Your instructions:
Answer these questions from the text on the Zulu moons:
(a) What is the Zulu name for the Moon of Plenty?
(b) Which mountains are also called Khahlamba?
(c) Who described "the new African moon lying on her back"?

Text provided:
----
Sunday, June 13, 2004

The 13 Zulu moons

There is an urban legend that claims that last year there was a tremor from an earthquake in the middle of Los Angeles. People ran out onto the streets and, on looking up, asked what those bright things were up in the sky, only to be told that they were called stars.

It is not surprisingly really. Modern man rushes from his office to his car, speeds home and then, looking downwards, enters his nuclear home. He stops only to switch on the telly, check on the Hang Seng index, change the fluorescent lighting in the ceiling and set the alarm for the morning. Rarely does he look up to see "the new African moon lying on her back" as Karen Blixen described her.

The pulses of the seasons, the waxing of the moon, the sudden hush of nightfall and the bird-filled African dawn are drowned out by the shrill cries of morning alarm bells and the bleeps and artificial tunes of a trillion cellphones. Time only stops, said Albert Einstein, when you take a ride on a beam of light.

There was a time, though, when we were on more intimate terms with the moon. We lived our lives by its rhythms and had a name for each one. The American Indians, the Mayans, the Egyptians and, in fact, most of the Earth's peoples had at one time names for the 13 lunar months.

The Zulus were no exception. Each name of each moon described what was going on in nature at the time that it waxed and waned in the heavens.

As we are now in summer, let us start with the Moon of Inspection (uNhlolanja), which is inspecting the land to see if the pumpkins that have been planted are starting to grow. It is also the time when wild dogs mate.

We will soon move on to the Moon of Plenty (uNdasa), when there will be an abundance of new mealies and stomachs will be full. After this, the early winter will start and the Fire Kindling Moon (uMbaso) will rise as fires are lit in the hearths of the huts.

One of my favourites then appears, the Aloe Blooming Moon (uNhlaba), and one suddenly sees those perfect slender spikes of orange and yellow, and feels the first chill wind off the distant Berg. It is then that the winter moon arrives and blankets are taken out and more wood is gathered for the fire.

When the leaves are shed and shaken off the trees, she is called the Moon of the Bare Trees (uNhlangula).

Because of the size of
KwaZulu-Natal, the land of the Zulus, the same moon may go by different names in the northern tropical parts from those in the southern regions or the high grounds of the Drakensberg Mountains (Khahlamba) that rise up as pointed spears into the sky.

In the early autumn comes the Great Dust Driving Moon (known as Untulikazi by some and uMaQuba Omkhulu by others) when the hot winds stir up the dry lands and men cover their faces with their jackets. There is also the Moon of the Nesting Yellow-billed Kite (uKholo, also known as uNhloyile) as she glides on her synchronised wings in the crystal thin, blue sky.

At this time, another of my favourite moons appears, the elegant New Green Moon (uNcwaba) when the land starts to turn green after the first smattering of rain and the early crocuses peep up through the old dry yellow winter grass. It is time now for late spring and early summer with the Moon of Sprouting (uMfumfu) and the Moon when the Impala Lamb (iMpala).
----
Available data:
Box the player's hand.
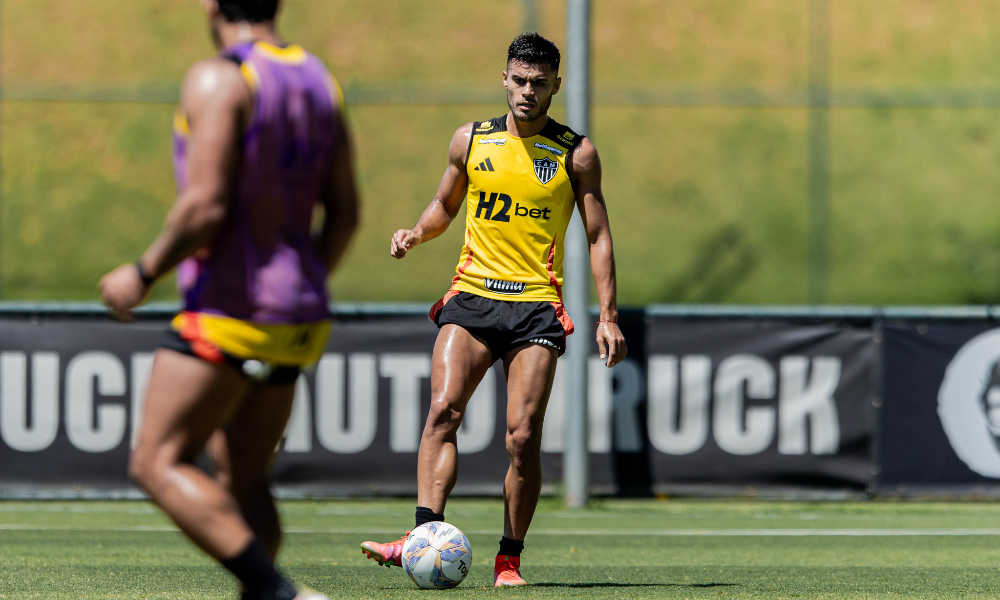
----
Completed exercise:
(a) uNdasa
(b) The Drakensberg Mountains
(c) Karen Blixen